▶ REQUIRED WORK: Every entry needs to appear again exactly as written below.

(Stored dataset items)

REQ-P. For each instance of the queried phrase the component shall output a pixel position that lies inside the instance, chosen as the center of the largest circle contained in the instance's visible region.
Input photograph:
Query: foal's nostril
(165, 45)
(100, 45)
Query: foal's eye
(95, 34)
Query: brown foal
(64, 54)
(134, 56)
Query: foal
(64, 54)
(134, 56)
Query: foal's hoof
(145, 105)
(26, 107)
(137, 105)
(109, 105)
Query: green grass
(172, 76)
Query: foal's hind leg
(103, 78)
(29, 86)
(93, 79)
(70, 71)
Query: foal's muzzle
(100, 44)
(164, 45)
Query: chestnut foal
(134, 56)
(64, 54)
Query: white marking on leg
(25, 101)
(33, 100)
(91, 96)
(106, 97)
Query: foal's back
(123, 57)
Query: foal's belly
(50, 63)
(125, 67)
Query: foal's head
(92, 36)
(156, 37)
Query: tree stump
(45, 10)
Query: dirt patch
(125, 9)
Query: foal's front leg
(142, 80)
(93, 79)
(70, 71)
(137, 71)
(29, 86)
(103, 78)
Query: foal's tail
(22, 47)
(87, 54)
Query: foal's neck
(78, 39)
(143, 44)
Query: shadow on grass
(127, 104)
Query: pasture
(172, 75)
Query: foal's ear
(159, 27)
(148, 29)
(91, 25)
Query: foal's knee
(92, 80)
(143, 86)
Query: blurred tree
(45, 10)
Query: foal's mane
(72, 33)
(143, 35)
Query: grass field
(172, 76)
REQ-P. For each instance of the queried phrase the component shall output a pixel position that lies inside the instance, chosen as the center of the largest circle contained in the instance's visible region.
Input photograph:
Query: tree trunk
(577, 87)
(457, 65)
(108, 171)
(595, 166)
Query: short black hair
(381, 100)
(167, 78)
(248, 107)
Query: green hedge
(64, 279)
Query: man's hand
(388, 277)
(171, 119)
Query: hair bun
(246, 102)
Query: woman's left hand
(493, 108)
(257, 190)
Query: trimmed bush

▶ EXERCISE ANSWER:
REQ-P. For each instance of the queried phrase the component shall output a pixel position that lies inside the instance, chosen as the center of the largest circle contained in the instance's visible region.
Input photograph:
Query: foal's nostril
(165, 45)
(100, 45)
Query: foal's eye
(95, 34)
Query: brown foal
(64, 54)
(134, 56)
Query: foal
(64, 54)
(134, 56)
Query: foal's hoof
(145, 105)
(26, 107)
(137, 105)
(109, 105)
Query: green grass
(172, 76)
Query: foal's hind leg
(103, 78)
(29, 86)
(93, 79)
(70, 71)
Query: foal's muzzle
(100, 44)
(164, 45)
Query: chestnut foal
(134, 56)
(64, 54)
Query: white marking on leg
(25, 101)
(33, 100)
(91, 96)
(106, 97)
Query: foal's back
(123, 57)
Query: foal's belly
(50, 63)
(125, 67)
Query: foal's head
(92, 36)
(156, 37)
Query: tree stump
(45, 10)
Query: dirt patch
(125, 9)
Query: foal's front leg
(142, 80)
(93, 79)
(70, 71)
(137, 71)
(29, 86)
(103, 78)
Query: foal's tail
(22, 47)
(87, 54)
Query: foal's neck
(78, 39)
(143, 44)
Query: shadow on grass
(127, 104)
Query: pasture
(172, 75)
Query: foal's ear
(159, 27)
(148, 29)
(91, 25)
Query: foal's knee
(92, 80)
(143, 86)
Query: blurred tree
(45, 10)
Query: foal's mane
(72, 33)
(143, 35)
Query: grass field
(172, 76)
REQ-P. For each instance of the queried phrase the component shall output a pixel position that lies inside the instance, chosen as the center of the largest circle contained in the instance's visible region.
Input photograph:
Query: tree trunk
(577, 87)
(457, 65)
(108, 171)
(595, 166)
Query: short black hair
(381, 100)
(167, 78)
(248, 107)
Query: green hedge
(64, 279)
Query: man's hand
(388, 277)
(171, 119)
Query: hair bun
(246, 102)
Query: woman's left hand
(493, 108)
(257, 190)
Query: trimmed bush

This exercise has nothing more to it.